[Stored records]
----------

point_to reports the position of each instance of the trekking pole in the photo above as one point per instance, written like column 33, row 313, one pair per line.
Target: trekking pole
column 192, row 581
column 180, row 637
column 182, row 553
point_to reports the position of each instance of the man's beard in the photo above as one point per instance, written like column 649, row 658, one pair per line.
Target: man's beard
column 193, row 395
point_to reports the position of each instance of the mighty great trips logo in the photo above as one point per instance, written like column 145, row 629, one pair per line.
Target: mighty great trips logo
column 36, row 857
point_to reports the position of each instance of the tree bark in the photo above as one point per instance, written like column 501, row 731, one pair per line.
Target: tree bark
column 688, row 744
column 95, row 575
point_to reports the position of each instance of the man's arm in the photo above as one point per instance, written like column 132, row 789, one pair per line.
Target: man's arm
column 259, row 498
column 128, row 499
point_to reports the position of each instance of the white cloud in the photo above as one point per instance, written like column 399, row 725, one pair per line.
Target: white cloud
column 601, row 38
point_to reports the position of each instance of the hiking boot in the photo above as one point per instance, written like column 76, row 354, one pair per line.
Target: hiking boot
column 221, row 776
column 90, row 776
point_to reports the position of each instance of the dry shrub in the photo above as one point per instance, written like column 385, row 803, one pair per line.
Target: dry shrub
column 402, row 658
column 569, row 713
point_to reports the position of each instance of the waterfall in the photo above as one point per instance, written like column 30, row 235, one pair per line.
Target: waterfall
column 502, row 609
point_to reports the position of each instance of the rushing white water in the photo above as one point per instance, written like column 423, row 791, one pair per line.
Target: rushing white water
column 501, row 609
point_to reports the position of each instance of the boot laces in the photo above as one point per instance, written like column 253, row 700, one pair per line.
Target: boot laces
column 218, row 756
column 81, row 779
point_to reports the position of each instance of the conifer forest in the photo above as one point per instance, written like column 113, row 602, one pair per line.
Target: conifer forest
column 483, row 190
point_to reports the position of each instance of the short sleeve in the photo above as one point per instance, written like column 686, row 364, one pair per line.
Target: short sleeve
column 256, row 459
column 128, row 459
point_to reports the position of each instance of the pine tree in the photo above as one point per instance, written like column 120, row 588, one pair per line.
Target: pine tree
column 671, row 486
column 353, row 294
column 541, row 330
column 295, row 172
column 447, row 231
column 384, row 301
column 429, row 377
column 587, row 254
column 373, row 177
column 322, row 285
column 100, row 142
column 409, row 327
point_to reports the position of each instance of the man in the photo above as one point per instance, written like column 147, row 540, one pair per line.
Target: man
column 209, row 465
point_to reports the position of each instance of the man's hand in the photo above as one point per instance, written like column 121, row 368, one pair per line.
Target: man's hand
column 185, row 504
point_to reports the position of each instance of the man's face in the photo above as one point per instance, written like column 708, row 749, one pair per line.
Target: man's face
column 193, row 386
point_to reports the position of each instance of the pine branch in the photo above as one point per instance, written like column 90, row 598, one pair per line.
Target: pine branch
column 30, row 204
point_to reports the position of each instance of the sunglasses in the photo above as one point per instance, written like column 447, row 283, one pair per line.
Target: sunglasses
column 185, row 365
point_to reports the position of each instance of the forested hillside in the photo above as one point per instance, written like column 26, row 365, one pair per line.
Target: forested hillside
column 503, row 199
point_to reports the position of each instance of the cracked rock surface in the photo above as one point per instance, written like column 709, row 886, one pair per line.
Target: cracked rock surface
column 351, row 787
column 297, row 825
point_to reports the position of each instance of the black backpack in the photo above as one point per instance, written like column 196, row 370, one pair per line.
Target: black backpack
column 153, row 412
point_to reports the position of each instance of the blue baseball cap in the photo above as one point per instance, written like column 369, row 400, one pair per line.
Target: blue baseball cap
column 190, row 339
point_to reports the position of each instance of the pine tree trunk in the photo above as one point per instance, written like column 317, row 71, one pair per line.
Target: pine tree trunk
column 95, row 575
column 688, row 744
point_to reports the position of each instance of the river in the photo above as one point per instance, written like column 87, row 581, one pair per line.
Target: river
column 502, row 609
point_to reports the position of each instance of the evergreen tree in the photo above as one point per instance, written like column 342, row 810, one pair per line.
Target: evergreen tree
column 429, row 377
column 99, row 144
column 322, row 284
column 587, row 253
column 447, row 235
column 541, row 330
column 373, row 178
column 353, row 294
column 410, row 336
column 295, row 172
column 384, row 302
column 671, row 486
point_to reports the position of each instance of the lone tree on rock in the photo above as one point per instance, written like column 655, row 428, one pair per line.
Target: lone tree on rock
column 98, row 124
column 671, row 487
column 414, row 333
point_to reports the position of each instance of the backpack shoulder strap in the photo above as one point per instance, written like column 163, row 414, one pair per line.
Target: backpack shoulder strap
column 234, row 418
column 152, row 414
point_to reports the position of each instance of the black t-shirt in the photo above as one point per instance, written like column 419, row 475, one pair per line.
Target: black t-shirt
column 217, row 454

----------

[Task objective] Render every line of the records above as a numbered list, omitting any blank lines.

[Reply to the task]
1. point_to reports the position of each instance of the trekking pole in the photo above as one point per instance, written like column 33, row 313, one pair per line.
2. Target: trekking pole
3. column 192, row 581
4. column 180, row 637
5. column 182, row 553
6. point_to reports the position of each instance of the man's beard in the photo above as one point per instance, written like column 649, row 658, one pair per line.
7. Target: man's beard
8. column 193, row 395
9. point_to reports the position of each instance of the mighty great trips logo in the photo above as one point per instance, written like column 145, row 629, one pair per line.
10. Target: mighty great trips logo
11. column 36, row 857
12. point_to reports the position of each instance of the tree bark in the photo above as one point per instance, written like column 501, row 731, one pair per line.
13. Target: tree bark
14. column 688, row 744
15. column 95, row 575
16. point_to reports the position of each instance of the man's arm in the photo above as one point per instance, written like column 132, row 789, one pair per line.
17. Target: man's arm
18. column 259, row 498
19. column 128, row 499
20. point_to reports the position of each instance of the white cloud in the photo above as one point per instance, written like column 399, row 725, one pair per line.
21. Target: white cloud
22. column 601, row 38
23. point_to reports the position of each instance of the hiking boot in the photo above as one point per instance, written like column 76, row 354, one pair per line.
24. Target: hiking boot
25. column 221, row 776
26. column 90, row 776
27. point_to reports the position of each instance of the dry shrub in the photo above as one point per instance, written like column 385, row 803, one pair per line.
28. Target: dry shrub
29. column 402, row 658
30. column 569, row 713
31. point_to reports the position of each instance of the waterfall in the photo above as one point per instance, written like column 30, row 235, one pair per line.
32. Target: waterfall
33. column 502, row 609
34. point_to reports the position of each instance of the rushing white water in the photo above as one point per instance, written like column 423, row 791, one pair per line.
35. Target: rushing white water
36. column 501, row 609
37. point_to reports the position of each instance of the boot laces in the photo above as one point per instance, written like column 253, row 700, one pair per line.
38. Target: boot laces
39. column 218, row 756
40. column 81, row 779
41. point_to reports the position of each instance of the conifer forest in the photo above as one point per instance, written like column 113, row 602, one pair per line.
42. Target: conifer forest
43. column 483, row 190
44. point_to reports the position of each instance of the short sleeve in the photo above as one point per instance, written like column 686, row 364, one pair per line.
45. Target: short sleeve
46. column 256, row 459
47. column 128, row 459
48. point_to reports the position of each instance of the pine tree in the photo above as one point per instance, written like column 120, row 588, one pair per line.
49. Target: pine tree
50. column 671, row 486
51. column 353, row 294
52. column 541, row 330
53. column 295, row 172
54. column 447, row 231
55. column 384, row 301
56. column 429, row 377
57. column 587, row 254
58. column 373, row 177
59. column 322, row 285
60. column 100, row 142
61. column 409, row 327
62. point_to reports the position of each instance of the man in the photo above as one point per instance, written like column 147, row 540, one pair per line.
63. Target: man
64. column 209, row 465
65. point_to reports the position of each instance of the man's hand in the photo above as one point per instance, written like column 121, row 368, one pair per line.
66. Target: man's hand
67. column 185, row 504
68. point_to reports the position of each instance of the man's face in the photo above as one point per instance, written like column 708, row 749, one pair per line.
69. Target: man's face
70. column 193, row 386
71. point_to reports the position of each instance of the pine branch in the photo above as one point per instance, written like column 90, row 598, one pair per line.
72. Target: pine branch
73. column 30, row 204
74. point_to reports the position of each instance of the sunglasses in the photo above as one point per instance, written like column 447, row 283, one pair per line.
75. Target: sunglasses
76. column 185, row 365
77. point_to reports the position of each instance of the forested hillside in the photo above as one point per instance, written like column 26, row 365, one pair per line.
78. Target: forested hillside
79. column 503, row 199
80. point_to reports the position of each instance of the cracked rock surface in the photo above as one point per instance, written like column 709, row 886, one pair per line.
81. Target: cracked rock surface
82. column 351, row 787
83. column 297, row 825
84. point_to reports the position of each instance of the black backpack in the photo above as one point per instance, written like column 196, row 370, one pair per line.
85. Target: black backpack
86. column 153, row 412
87. point_to reports the position of each instance of the blue baseball cap in the photo above as one point per instance, written like column 369, row 400, one pair per line.
88. Target: blue baseball cap
89. column 190, row 339
90. point_to reports the position of each instance of the pine tree trunk in the photo above as one point per instance, written like column 317, row 71, one pair per line.
91. Target: pine tree trunk
92. column 95, row 575
93. column 688, row 744
94. point_to reports the position of each instance of the river in the photo above as one point per instance, written like column 87, row 581, one pair per line.
95. Target: river
96. column 502, row 609
97. point_to reports the position of each instance of the evergreen tree in the photo above as one point per instance, written like column 342, row 810, one pair per line.
98. Target: evergreen tree
99. column 429, row 377
100. column 99, row 144
101. column 322, row 284
102. column 587, row 253
103. column 447, row 235
104. column 541, row 330
105. column 373, row 178
106. column 353, row 294
107. column 410, row 336
108. column 295, row 172
109. column 384, row 302
110. column 671, row 486
111. point_to reports the position of each instance of the lone tree on rock in the photo above as one point per instance, written like column 655, row 428, one pair per line.
112. Target: lone tree on rock
113. column 98, row 124
114. column 671, row 487
115. column 414, row 333
116. point_to reports the position of each instance of the backpack shoulder strap in the photo above as one point per instance, written like column 163, row 414, one pair per line.
117. Target: backpack shoulder strap
118. column 234, row 418
119. column 152, row 414
120. point_to reports the position of each instance of the black t-shirt in the photo above as one point per instance, written like column 419, row 475, one pair per line.
121. Target: black t-shirt
122. column 217, row 454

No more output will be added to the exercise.